» Objective:
Turn the rows below into a numbered list with blank lines left out. Leave the pictures out of your answer.

— begin Data supplied —

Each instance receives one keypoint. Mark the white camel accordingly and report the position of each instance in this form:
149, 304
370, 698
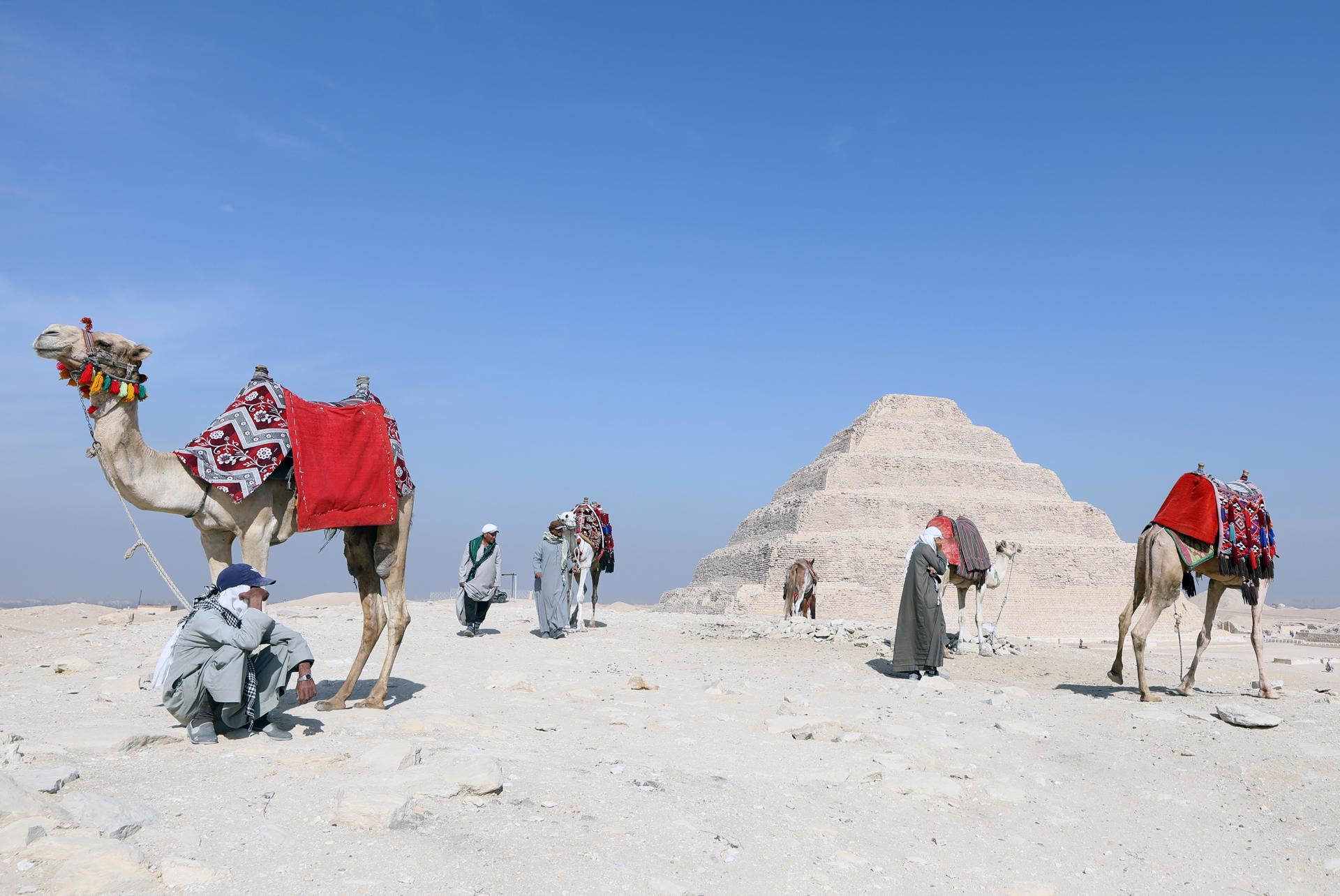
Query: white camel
157, 481
1002, 568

— end Data supplied —

» Result for this exercise:
1. Each instance receives one keypoint. Mark the white camel accordingly and report the position of each instance in this form:
2. 149, 304
3. 370, 698
4. Query: white camel
5. 157, 481
6. 1002, 568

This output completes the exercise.